Write out the entries, please, from the line containing "Label a point on each instance of the street" through their final line, exactly and with nothing else.

___ The records

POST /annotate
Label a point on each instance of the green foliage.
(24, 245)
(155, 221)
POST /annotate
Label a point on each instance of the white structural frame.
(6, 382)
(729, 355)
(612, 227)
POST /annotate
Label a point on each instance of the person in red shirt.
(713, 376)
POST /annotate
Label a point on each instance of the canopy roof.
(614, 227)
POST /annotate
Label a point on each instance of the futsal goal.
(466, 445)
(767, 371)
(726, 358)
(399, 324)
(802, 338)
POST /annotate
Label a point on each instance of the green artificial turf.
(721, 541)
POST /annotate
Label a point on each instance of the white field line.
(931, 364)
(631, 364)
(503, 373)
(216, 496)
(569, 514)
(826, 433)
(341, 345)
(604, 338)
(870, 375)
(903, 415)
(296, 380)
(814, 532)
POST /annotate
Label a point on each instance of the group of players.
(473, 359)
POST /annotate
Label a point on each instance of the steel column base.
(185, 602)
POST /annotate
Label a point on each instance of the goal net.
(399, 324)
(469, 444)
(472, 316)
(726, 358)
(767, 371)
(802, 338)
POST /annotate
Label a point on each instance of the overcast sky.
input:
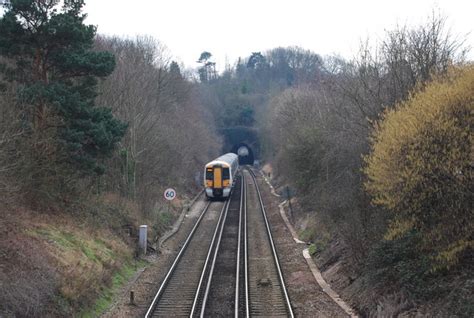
(230, 28)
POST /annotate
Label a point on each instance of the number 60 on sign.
(169, 194)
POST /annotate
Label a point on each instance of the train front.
(218, 181)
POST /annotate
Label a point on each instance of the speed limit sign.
(169, 194)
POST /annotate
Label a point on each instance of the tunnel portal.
(245, 153)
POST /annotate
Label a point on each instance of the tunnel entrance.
(245, 153)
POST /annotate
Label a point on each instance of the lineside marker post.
(142, 238)
(289, 202)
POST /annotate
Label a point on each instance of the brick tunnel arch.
(245, 157)
(241, 136)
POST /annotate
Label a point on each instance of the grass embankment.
(70, 263)
(92, 266)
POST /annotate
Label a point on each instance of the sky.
(230, 29)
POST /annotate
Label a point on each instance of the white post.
(142, 238)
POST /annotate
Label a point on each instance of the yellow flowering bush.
(421, 166)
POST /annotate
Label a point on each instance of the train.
(219, 176)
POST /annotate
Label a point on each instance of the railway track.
(232, 270)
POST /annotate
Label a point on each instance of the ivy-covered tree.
(47, 51)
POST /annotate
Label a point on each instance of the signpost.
(169, 195)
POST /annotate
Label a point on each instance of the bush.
(420, 167)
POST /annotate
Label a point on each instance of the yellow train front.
(219, 175)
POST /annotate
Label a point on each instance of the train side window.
(225, 173)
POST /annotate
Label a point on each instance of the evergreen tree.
(49, 54)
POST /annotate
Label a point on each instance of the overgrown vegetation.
(420, 167)
(92, 129)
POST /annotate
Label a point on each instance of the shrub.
(420, 167)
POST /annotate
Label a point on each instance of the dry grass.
(50, 264)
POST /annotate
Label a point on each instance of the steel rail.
(176, 261)
(216, 251)
(242, 211)
(220, 224)
(246, 259)
(209, 282)
(274, 252)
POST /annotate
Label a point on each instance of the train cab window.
(209, 174)
(225, 173)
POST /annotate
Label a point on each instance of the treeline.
(82, 115)
(391, 183)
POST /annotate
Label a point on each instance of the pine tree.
(49, 53)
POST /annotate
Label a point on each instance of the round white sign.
(169, 194)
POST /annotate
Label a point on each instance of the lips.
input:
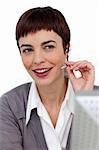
(41, 72)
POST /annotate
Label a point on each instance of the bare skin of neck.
(52, 98)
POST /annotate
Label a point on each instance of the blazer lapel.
(37, 130)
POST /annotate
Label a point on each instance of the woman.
(38, 115)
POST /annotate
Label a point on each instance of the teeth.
(41, 71)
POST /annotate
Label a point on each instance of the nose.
(38, 58)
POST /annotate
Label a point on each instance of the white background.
(83, 19)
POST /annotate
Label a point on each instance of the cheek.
(27, 62)
(58, 59)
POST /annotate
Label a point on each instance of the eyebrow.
(25, 45)
(46, 42)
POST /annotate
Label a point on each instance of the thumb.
(71, 74)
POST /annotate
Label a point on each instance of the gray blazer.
(14, 134)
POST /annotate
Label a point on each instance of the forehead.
(40, 36)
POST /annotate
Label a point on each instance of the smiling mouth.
(42, 72)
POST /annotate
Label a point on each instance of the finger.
(71, 74)
(82, 65)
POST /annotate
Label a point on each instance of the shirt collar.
(34, 99)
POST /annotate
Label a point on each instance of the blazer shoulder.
(96, 87)
(16, 100)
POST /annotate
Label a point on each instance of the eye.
(27, 50)
(49, 47)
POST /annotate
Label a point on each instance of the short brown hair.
(46, 18)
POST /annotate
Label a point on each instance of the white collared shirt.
(56, 138)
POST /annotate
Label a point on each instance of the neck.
(53, 95)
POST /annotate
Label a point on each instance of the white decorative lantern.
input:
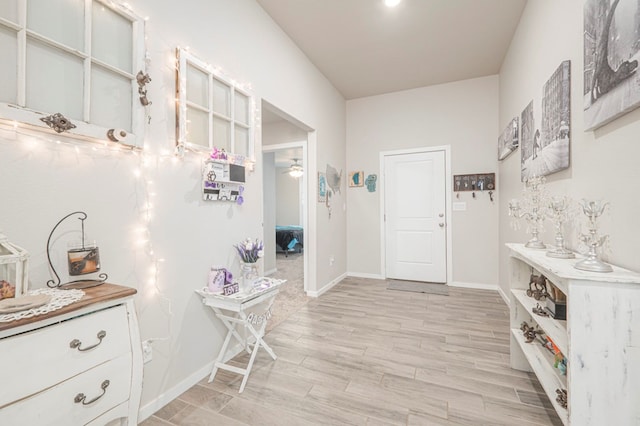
(14, 266)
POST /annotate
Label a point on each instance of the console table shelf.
(600, 338)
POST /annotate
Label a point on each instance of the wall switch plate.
(459, 206)
(147, 351)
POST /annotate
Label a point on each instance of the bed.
(289, 239)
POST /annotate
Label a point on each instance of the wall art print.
(508, 140)
(611, 51)
(322, 187)
(545, 142)
(356, 179)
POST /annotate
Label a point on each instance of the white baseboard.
(477, 286)
(163, 399)
(365, 275)
(326, 287)
(504, 296)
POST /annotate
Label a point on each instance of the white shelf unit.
(600, 338)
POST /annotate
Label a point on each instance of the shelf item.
(81, 364)
(600, 338)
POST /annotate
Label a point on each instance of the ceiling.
(365, 48)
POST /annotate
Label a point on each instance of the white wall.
(40, 186)
(604, 163)
(270, 202)
(462, 115)
(288, 198)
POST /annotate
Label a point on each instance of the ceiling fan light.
(296, 173)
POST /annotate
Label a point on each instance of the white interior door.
(415, 226)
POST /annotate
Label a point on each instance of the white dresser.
(80, 365)
(600, 338)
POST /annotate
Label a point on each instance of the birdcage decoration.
(14, 269)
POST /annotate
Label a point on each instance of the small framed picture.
(356, 179)
(322, 187)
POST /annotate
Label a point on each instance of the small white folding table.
(235, 310)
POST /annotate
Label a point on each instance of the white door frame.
(448, 188)
(305, 206)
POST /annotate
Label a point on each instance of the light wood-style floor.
(365, 355)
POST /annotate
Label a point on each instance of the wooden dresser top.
(101, 294)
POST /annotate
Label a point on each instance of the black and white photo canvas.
(547, 148)
(508, 140)
(611, 45)
(527, 131)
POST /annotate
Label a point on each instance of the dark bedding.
(289, 238)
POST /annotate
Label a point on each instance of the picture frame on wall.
(611, 53)
(356, 179)
(322, 187)
(546, 142)
(508, 140)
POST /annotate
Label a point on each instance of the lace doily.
(59, 299)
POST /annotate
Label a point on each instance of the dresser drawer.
(41, 358)
(60, 405)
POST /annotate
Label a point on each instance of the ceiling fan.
(295, 170)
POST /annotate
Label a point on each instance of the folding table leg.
(231, 331)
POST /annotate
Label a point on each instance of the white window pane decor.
(204, 92)
(8, 66)
(79, 58)
(222, 134)
(197, 86)
(9, 10)
(110, 99)
(111, 39)
(59, 20)
(197, 127)
(221, 98)
(54, 80)
(241, 103)
(241, 141)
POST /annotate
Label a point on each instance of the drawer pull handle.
(80, 398)
(75, 343)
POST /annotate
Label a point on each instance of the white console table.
(234, 310)
(79, 365)
(600, 338)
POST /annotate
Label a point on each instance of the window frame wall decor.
(224, 109)
(80, 64)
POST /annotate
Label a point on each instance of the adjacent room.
(309, 212)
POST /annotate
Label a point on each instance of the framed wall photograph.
(356, 179)
(322, 187)
(508, 140)
(611, 52)
(545, 142)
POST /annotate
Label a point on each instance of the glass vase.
(249, 275)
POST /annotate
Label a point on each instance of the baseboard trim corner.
(163, 399)
(477, 286)
(327, 286)
(365, 275)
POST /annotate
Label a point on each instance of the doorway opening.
(288, 235)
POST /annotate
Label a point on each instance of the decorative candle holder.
(593, 210)
(531, 210)
(559, 213)
(82, 257)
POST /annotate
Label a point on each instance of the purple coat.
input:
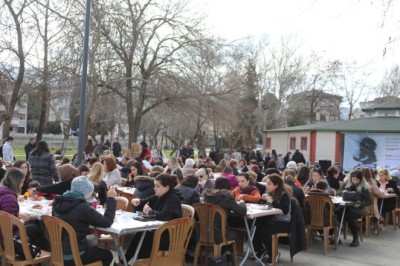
(9, 203)
(232, 179)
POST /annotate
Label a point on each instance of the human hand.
(135, 202)
(267, 198)
(24, 217)
(111, 193)
(146, 209)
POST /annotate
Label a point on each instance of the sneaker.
(355, 243)
(261, 253)
(278, 255)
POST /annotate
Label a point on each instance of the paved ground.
(376, 250)
(383, 249)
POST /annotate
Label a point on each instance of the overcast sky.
(348, 30)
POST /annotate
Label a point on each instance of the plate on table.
(260, 207)
(145, 218)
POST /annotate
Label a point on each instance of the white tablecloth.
(27, 206)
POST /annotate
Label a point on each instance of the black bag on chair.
(349, 196)
(19, 251)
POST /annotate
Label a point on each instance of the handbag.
(19, 251)
(350, 196)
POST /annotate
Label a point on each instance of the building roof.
(316, 93)
(384, 106)
(364, 125)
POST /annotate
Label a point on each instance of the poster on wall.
(371, 150)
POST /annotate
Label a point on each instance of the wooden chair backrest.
(316, 204)
(206, 213)
(122, 203)
(7, 223)
(187, 211)
(55, 228)
(179, 231)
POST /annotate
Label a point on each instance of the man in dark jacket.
(29, 147)
(222, 197)
(298, 157)
(117, 148)
(188, 190)
(73, 208)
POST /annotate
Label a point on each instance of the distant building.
(19, 119)
(312, 107)
(342, 141)
(381, 107)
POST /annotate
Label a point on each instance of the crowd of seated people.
(236, 179)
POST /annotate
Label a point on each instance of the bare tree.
(145, 37)
(391, 83)
(350, 81)
(13, 21)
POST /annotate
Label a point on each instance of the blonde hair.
(253, 177)
(96, 173)
(385, 172)
(288, 174)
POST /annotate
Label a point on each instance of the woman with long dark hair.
(278, 196)
(358, 184)
(24, 166)
(43, 164)
(165, 205)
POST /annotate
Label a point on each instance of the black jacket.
(223, 198)
(390, 203)
(165, 208)
(189, 195)
(57, 188)
(75, 210)
(298, 157)
(363, 198)
(298, 193)
(297, 238)
(101, 190)
(144, 187)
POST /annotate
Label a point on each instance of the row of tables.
(125, 224)
(339, 201)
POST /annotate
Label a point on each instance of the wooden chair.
(122, 203)
(275, 237)
(207, 214)
(123, 181)
(179, 231)
(106, 239)
(360, 224)
(187, 211)
(7, 223)
(396, 215)
(316, 204)
(55, 227)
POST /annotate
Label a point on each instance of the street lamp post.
(83, 84)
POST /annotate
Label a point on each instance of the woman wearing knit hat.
(165, 205)
(73, 208)
(358, 184)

______

Solution to this exercise:
Label a point on each instance of the street lamp post.
(83, 84)
POST /annotate
Label a point on each instance of the woman wearing knit hat.
(165, 205)
(73, 208)
(358, 184)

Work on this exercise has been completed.